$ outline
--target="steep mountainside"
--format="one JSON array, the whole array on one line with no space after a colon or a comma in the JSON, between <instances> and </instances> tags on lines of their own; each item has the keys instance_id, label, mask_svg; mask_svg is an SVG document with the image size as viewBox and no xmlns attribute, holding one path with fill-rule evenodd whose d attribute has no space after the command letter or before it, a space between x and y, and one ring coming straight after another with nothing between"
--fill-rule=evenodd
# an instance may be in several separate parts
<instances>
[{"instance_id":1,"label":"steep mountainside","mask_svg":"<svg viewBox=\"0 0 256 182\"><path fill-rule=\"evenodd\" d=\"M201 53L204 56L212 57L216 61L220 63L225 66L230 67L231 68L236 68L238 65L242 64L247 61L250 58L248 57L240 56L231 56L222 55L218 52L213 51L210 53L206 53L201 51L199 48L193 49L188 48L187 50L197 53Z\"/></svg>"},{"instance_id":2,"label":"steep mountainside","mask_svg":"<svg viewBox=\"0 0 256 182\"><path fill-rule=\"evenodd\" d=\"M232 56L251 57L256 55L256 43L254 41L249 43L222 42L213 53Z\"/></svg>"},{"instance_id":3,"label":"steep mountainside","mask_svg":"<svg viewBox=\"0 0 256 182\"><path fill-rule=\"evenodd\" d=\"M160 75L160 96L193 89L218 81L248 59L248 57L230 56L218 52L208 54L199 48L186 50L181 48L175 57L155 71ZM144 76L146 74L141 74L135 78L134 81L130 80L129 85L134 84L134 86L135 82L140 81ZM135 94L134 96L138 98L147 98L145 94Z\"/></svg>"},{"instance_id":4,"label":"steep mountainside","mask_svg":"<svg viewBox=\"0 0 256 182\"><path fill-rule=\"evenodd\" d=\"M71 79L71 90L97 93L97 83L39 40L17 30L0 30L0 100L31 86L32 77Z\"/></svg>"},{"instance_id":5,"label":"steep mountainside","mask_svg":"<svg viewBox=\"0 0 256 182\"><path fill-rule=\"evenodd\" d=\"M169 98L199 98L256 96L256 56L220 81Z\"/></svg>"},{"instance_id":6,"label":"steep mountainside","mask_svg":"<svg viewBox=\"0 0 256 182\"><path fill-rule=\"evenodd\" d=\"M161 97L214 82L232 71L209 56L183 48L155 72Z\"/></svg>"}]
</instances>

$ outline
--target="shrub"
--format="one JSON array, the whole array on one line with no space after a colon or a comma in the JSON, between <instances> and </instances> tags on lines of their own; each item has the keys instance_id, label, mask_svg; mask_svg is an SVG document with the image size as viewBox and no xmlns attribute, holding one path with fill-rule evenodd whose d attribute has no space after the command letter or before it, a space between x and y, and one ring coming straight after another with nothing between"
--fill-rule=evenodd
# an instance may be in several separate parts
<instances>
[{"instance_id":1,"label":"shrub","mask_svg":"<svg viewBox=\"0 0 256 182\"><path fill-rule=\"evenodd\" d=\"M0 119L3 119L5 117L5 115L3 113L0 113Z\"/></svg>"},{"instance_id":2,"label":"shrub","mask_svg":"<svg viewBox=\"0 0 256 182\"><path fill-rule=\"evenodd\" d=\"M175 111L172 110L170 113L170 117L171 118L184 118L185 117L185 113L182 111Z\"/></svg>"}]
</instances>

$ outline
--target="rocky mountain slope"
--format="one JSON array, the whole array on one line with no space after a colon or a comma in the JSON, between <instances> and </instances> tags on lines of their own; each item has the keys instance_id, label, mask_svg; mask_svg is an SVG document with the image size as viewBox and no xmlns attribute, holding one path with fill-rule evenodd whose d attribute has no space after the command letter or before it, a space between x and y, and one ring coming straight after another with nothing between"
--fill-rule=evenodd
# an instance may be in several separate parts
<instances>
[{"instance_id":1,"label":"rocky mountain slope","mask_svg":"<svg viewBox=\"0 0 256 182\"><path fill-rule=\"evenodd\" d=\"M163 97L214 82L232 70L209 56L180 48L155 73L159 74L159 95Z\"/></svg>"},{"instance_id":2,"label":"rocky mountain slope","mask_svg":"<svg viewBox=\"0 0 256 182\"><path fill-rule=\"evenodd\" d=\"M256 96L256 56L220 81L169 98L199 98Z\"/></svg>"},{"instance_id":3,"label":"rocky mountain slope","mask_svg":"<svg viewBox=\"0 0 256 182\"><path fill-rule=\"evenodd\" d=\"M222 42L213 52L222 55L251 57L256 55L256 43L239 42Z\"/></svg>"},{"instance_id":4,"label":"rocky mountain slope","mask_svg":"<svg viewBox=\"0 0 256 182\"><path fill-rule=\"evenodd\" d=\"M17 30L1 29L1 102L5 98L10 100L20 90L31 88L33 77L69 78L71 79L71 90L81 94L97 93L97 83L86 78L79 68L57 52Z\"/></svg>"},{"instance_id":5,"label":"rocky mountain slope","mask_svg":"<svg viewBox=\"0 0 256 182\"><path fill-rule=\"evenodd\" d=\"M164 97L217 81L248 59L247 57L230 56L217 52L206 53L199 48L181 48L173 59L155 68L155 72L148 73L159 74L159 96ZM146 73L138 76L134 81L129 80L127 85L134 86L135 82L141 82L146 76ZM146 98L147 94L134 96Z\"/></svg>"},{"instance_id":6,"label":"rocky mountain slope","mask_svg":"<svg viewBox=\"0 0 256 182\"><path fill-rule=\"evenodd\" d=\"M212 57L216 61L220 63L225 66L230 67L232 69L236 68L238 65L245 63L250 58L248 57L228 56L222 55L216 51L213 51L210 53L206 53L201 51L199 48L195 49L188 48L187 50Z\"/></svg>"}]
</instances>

::::::::::

#### Requirement
Write out the whole listing again. Match it word for word.

#### Completed exercise
$ outline
--target="steep mountainside"
--format="one JSON array, the whole array on one line with no space after a colon or a comma in the JSON, between <instances> and </instances> tags on lines of their own; each item has the keys instance_id, label, mask_svg; mask_svg is an SVG document with the image size as viewBox and no xmlns attribute, holding one path with fill-rule evenodd whose d attribute has no space after the command letter or before it, a space between x and y, and one ring coming straight after another with nothing between"
--fill-rule=evenodd
# an instance may be in several separate parts
<instances>
[{"instance_id":1,"label":"steep mountainside","mask_svg":"<svg viewBox=\"0 0 256 182\"><path fill-rule=\"evenodd\" d=\"M201 53L204 56L212 57L216 61L220 63L225 66L230 67L231 68L236 68L238 65L242 64L247 61L250 58L248 57L240 56L231 56L222 55L218 52L213 51L210 53L206 53L201 51L199 48L193 49L188 48L187 50L197 53Z\"/></svg>"},{"instance_id":2,"label":"steep mountainside","mask_svg":"<svg viewBox=\"0 0 256 182\"><path fill-rule=\"evenodd\" d=\"M232 56L251 57L256 55L256 43L254 41L249 43L222 42L213 53Z\"/></svg>"},{"instance_id":3,"label":"steep mountainside","mask_svg":"<svg viewBox=\"0 0 256 182\"><path fill-rule=\"evenodd\" d=\"M160 75L160 96L193 89L218 81L248 59L248 57L230 56L218 52L208 54L199 48L186 50L181 48L175 57L155 71ZM144 76L146 74L141 74L135 78L134 81L130 80L129 85L134 84L134 86L135 82L140 81ZM135 94L134 96L138 98L147 98L145 94Z\"/></svg>"},{"instance_id":4,"label":"steep mountainside","mask_svg":"<svg viewBox=\"0 0 256 182\"><path fill-rule=\"evenodd\" d=\"M71 79L71 90L97 93L97 83L39 40L17 30L0 30L0 100L31 86L32 77Z\"/></svg>"},{"instance_id":5,"label":"steep mountainside","mask_svg":"<svg viewBox=\"0 0 256 182\"><path fill-rule=\"evenodd\" d=\"M169 98L199 98L256 96L256 56L220 81Z\"/></svg>"},{"instance_id":6,"label":"steep mountainside","mask_svg":"<svg viewBox=\"0 0 256 182\"><path fill-rule=\"evenodd\" d=\"M161 97L214 82L232 71L209 56L183 48L155 72Z\"/></svg>"}]
</instances>

$ outline
--target="shrub"
--format="one JSON array, the whole array on one line with no space after a colon or a comma in the JSON, between <instances> and </instances> tags on lines of their own; each item has the keys instance_id, label, mask_svg; mask_svg is an SVG document with the image size as viewBox and no xmlns attribute, holding one path with fill-rule evenodd whose d attribute has no space after the command letter or before it, a space between x and y, and one ring coming straight after another with nothing between"
--fill-rule=evenodd
# an instance may be in several separate parts
<instances>
[{"instance_id":1,"label":"shrub","mask_svg":"<svg viewBox=\"0 0 256 182\"><path fill-rule=\"evenodd\" d=\"M0 119L3 119L5 117L5 115L3 113L0 113Z\"/></svg>"},{"instance_id":2,"label":"shrub","mask_svg":"<svg viewBox=\"0 0 256 182\"><path fill-rule=\"evenodd\" d=\"M175 111L172 110L170 113L170 117L171 118L184 118L185 117L185 113L182 111Z\"/></svg>"}]
</instances>

$ outline
--target="rocky mountain slope"
--format="one JSON array, the whole array on one line with no space after a colon or a comma in the JSON, between <instances> and </instances> tags on lines of their own; each item has the keys instance_id, label, mask_svg; mask_svg is an SVG document with the image size as viewBox and no xmlns attribute, holding one path with fill-rule evenodd whose d attribute has no space after the command letter or before it, a space between x and y, and one ring coming straight after another with nothing between"
--fill-rule=evenodd
# an instance may be in several separate parts
<instances>
[{"instance_id":1,"label":"rocky mountain slope","mask_svg":"<svg viewBox=\"0 0 256 182\"><path fill-rule=\"evenodd\" d=\"M163 97L214 82L232 70L209 56L180 48L155 73L159 74L159 95Z\"/></svg>"},{"instance_id":2,"label":"rocky mountain slope","mask_svg":"<svg viewBox=\"0 0 256 182\"><path fill-rule=\"evenodd\" d=\"M256 96L256 56L220 81L169 98L199 98Z\"/></svg>"},{"instance_id":3,"label":"rocky mountain slope","mask_svg":"<svg viewBox=\"0 0 256 182\"><path fill-rule=\"evenodd\" d=\"M222 42L213 52L222 55L251 57L256 55L256 43L239 42Z\"/></svg>"},{"instance_id":4,"label":"rocky mountain slope","mask_svg":"<svg viewBox=\"0 0 256 182\"><path fill-rule=\"evenodd\" d=\"M17 30L1 29L1 102L5 98L10 100L20 90L31 88L33 77L69 78L71 79L71 90L81 94L97 93L97 83L86 78L79 68L57 52Z\"/></svg>"},{"instance_id":5,"label":"rocky mountain slope","mask_svg":"<svg viewBox=\"0 0 256 182\"><path fill-rule=\"evenodd\" d=\"M164 97L217 81L248 59L247 57L230 56L217 52L206 53L199 48L181 48L173 59L155 68L155 72L148 73L159 74L159 96ZM146 73L138 76L134 81L129 80L127 85L134 86L135 82L141 82L146 76ZM146 98L147 94L134 96Z\"/></svg>"},{"instance_id":6,"label":"rocky mountain slope","mask_svg":"<svg viewBox=\"0 0 256 182\"><path fill-rule=\"evenodd\" d=\"M212 57L216 61L220 63L225 66L230 67L232 69L236 68L238 65L245 63L250 58L248 57L228 56L222 55L216 51L213 51L210 53L206 53L201 51L199 48L195 49L188 48L187 50Z\"/></svg>"}]
</instances>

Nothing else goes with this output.